▸ Assigned task:
Could you show all lines in the entries below that contain the string "dirt"?

[Stored data entries]
*** Block opens ***
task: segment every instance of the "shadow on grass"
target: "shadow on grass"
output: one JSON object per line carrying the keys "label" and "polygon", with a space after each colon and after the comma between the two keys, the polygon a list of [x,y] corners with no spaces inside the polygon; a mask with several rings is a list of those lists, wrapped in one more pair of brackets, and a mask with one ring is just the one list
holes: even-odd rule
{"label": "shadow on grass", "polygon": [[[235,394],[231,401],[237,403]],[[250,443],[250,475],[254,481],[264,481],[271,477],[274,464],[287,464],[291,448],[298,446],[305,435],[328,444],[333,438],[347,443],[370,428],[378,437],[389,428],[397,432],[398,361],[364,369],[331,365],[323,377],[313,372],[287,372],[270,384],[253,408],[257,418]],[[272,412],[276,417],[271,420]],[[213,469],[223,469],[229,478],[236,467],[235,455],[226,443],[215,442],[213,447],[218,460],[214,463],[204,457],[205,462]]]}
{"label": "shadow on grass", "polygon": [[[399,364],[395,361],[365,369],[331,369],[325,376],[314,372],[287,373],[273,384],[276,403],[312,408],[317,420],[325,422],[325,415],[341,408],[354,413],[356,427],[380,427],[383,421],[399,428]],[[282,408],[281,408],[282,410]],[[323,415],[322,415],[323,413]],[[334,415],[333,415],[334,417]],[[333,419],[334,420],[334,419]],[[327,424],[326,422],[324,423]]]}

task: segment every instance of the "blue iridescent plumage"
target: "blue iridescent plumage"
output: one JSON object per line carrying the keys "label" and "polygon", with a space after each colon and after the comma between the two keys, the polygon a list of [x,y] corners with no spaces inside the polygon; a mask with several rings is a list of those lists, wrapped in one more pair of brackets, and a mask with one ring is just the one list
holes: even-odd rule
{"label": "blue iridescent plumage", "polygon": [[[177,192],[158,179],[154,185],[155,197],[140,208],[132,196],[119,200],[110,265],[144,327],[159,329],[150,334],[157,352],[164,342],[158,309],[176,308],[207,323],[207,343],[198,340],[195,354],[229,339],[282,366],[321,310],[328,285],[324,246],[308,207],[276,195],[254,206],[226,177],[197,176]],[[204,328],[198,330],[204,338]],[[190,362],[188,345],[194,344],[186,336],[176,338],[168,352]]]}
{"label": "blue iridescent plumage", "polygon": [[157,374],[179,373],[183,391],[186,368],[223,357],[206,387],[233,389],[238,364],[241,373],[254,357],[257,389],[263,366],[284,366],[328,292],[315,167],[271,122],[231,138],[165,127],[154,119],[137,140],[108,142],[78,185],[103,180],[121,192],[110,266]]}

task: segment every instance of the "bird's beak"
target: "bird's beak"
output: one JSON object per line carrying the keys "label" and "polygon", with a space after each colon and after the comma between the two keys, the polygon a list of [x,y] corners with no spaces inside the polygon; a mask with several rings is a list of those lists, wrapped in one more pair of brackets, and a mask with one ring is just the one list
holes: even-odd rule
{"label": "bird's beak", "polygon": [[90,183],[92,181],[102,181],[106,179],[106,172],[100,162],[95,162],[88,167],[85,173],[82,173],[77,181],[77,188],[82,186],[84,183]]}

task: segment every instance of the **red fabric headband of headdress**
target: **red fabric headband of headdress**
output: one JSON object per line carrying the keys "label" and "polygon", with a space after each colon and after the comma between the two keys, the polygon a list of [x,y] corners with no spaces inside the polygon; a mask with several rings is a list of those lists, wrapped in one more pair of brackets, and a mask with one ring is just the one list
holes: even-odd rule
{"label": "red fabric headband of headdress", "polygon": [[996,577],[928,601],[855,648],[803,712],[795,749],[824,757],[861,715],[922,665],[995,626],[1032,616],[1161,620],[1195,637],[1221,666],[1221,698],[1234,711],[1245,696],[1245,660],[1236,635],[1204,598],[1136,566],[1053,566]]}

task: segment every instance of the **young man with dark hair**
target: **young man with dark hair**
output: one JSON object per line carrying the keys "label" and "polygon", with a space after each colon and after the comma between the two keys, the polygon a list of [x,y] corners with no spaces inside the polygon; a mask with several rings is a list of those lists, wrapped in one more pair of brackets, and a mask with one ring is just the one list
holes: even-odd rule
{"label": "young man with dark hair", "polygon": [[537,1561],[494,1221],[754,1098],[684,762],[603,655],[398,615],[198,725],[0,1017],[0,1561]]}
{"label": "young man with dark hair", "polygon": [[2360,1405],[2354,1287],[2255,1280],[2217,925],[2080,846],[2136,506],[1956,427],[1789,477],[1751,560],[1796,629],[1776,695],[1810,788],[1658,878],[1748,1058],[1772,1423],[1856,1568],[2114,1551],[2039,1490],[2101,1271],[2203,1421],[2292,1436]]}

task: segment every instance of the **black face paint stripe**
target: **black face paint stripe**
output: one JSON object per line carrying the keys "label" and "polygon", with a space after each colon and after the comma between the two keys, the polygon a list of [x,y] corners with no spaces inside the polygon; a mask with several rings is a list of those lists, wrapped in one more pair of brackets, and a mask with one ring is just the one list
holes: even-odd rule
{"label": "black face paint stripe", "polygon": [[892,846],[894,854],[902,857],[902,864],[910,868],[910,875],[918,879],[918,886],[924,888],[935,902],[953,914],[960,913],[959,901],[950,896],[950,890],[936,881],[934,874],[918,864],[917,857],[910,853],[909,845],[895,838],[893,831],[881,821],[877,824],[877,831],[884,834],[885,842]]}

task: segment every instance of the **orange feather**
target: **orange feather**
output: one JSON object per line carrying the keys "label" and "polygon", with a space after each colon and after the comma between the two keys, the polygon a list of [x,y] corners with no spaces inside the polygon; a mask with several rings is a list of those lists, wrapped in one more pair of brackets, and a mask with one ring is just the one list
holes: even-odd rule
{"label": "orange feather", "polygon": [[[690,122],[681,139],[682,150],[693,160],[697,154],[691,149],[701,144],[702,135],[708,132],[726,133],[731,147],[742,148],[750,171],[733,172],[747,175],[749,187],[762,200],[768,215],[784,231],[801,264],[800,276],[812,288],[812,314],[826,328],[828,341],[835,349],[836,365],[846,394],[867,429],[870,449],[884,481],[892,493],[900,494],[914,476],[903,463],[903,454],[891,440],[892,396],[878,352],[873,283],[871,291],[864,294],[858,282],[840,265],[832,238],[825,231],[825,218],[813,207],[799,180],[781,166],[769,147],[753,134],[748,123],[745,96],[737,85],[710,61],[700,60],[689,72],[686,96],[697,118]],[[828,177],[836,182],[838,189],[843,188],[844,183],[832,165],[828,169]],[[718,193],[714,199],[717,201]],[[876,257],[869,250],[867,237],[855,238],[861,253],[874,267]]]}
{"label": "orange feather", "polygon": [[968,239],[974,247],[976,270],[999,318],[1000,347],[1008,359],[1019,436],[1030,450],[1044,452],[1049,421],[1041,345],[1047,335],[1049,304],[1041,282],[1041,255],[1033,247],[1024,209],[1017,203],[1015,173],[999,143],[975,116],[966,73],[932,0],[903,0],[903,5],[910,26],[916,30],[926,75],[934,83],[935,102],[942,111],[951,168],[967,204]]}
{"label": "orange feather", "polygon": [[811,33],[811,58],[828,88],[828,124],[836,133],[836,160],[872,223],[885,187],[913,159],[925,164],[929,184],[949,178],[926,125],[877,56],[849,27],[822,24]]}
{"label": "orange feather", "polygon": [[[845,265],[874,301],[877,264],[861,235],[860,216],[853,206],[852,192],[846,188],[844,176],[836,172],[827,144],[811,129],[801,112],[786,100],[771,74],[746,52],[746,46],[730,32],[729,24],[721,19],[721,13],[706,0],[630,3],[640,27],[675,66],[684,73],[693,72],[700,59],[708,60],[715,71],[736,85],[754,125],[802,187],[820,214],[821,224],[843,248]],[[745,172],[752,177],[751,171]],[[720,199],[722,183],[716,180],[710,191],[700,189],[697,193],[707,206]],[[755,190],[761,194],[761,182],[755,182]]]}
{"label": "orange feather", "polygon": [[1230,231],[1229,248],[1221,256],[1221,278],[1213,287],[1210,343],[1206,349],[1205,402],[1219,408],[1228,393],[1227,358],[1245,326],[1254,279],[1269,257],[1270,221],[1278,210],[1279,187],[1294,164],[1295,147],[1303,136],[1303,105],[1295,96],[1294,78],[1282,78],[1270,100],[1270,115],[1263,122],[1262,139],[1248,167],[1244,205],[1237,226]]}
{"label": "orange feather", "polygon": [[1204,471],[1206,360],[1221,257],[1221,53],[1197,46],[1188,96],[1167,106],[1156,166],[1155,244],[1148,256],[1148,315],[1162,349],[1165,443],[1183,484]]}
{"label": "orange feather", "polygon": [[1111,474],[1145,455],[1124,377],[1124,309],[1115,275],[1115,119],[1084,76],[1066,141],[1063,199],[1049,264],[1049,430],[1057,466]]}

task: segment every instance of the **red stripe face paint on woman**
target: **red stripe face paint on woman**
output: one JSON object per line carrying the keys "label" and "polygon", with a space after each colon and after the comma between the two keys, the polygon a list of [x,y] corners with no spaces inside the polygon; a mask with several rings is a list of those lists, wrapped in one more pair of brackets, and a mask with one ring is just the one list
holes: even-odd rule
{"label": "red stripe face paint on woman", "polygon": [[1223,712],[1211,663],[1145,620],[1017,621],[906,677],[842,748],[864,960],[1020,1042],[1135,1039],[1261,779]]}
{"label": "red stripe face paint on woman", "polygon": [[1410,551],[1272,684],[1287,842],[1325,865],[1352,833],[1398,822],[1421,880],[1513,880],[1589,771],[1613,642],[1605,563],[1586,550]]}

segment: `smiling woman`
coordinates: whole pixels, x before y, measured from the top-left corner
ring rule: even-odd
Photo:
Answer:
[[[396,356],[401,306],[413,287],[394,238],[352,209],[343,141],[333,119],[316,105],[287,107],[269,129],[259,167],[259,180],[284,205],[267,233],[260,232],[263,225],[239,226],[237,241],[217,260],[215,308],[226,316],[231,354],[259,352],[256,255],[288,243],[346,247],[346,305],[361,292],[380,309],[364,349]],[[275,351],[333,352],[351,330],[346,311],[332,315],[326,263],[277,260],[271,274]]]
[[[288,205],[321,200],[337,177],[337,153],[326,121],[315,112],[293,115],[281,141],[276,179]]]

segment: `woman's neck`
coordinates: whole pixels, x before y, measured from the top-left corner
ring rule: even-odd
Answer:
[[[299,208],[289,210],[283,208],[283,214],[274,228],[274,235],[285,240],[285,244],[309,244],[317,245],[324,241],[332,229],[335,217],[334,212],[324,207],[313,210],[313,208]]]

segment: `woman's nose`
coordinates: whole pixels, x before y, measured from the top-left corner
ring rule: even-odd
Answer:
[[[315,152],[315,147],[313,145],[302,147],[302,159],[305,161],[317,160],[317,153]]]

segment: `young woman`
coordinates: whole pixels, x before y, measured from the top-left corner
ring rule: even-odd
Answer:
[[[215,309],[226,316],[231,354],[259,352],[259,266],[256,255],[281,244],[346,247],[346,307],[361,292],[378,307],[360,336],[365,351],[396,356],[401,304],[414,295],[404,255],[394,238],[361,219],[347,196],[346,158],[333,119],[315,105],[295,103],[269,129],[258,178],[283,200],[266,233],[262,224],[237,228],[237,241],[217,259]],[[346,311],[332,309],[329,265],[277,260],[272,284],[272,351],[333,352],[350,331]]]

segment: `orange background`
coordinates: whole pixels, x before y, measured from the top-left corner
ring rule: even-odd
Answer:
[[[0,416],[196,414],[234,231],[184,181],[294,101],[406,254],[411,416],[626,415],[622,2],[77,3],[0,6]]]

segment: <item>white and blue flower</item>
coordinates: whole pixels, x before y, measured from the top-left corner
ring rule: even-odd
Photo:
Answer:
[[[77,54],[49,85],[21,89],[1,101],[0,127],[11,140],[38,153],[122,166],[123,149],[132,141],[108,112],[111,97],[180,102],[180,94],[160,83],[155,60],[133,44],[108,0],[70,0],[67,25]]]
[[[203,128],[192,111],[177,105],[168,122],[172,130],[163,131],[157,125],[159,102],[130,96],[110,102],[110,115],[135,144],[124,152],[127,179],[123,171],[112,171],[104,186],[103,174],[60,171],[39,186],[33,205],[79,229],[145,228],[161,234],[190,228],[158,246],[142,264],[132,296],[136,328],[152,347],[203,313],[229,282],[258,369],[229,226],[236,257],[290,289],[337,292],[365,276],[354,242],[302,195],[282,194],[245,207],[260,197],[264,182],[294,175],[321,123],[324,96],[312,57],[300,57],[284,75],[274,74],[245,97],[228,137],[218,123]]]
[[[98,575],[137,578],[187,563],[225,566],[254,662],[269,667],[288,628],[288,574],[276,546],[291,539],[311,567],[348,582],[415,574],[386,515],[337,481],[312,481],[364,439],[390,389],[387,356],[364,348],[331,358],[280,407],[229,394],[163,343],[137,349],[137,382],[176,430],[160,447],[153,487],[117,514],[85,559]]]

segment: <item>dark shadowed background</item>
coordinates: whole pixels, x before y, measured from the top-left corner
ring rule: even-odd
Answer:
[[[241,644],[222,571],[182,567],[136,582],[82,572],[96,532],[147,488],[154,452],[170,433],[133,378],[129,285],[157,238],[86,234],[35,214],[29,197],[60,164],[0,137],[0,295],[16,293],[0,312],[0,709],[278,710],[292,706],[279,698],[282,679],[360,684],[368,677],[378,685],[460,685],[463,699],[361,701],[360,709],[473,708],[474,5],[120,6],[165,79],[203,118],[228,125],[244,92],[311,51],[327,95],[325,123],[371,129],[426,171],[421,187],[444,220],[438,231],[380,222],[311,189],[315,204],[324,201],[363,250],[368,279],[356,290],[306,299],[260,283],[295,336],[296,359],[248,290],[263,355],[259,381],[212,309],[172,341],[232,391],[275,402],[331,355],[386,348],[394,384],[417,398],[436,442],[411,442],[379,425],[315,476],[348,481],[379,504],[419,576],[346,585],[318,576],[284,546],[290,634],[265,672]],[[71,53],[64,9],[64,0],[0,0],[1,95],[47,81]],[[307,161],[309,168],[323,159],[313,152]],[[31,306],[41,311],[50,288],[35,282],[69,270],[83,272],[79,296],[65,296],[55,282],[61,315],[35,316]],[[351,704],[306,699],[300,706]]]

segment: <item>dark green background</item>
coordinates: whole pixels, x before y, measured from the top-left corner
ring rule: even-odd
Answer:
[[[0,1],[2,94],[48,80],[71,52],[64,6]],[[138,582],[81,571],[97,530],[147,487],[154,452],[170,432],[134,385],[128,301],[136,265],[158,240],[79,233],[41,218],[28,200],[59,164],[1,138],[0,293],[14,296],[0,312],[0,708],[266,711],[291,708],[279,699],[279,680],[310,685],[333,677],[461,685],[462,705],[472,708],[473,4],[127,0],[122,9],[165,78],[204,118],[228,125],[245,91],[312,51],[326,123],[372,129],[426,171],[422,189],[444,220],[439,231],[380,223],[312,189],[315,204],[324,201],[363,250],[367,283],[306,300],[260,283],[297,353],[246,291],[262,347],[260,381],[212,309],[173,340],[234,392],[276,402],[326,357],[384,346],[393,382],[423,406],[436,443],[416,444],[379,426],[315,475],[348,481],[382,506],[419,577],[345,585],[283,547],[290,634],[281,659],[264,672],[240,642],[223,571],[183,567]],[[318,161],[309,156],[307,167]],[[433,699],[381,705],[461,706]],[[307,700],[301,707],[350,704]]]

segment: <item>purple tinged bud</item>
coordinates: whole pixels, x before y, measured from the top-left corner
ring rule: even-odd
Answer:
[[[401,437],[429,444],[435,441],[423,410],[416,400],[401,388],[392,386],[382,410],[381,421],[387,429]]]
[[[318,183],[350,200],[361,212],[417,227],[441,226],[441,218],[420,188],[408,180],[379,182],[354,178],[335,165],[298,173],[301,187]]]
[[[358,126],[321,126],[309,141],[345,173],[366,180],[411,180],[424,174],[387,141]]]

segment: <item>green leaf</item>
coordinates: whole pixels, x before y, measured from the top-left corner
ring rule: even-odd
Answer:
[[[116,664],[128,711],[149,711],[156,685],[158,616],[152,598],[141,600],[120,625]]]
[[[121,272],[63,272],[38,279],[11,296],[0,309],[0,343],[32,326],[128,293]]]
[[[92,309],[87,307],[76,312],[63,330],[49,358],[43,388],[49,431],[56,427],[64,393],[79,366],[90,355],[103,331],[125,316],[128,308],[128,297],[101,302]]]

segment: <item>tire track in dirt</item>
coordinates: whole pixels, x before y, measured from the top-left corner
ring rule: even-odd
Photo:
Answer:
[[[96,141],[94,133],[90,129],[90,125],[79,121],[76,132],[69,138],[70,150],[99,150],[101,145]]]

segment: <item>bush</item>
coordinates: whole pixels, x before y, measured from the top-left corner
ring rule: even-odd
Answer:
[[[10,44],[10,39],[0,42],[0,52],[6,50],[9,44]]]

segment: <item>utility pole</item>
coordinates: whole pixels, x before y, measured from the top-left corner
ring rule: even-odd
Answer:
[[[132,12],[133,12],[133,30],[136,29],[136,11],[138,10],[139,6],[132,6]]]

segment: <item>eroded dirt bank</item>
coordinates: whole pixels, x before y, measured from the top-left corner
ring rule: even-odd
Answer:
*** Block closes ***
▸ Final answer:
segment: <item>tire track in dirt</item>
segment: <item>eroded dirt bank</item>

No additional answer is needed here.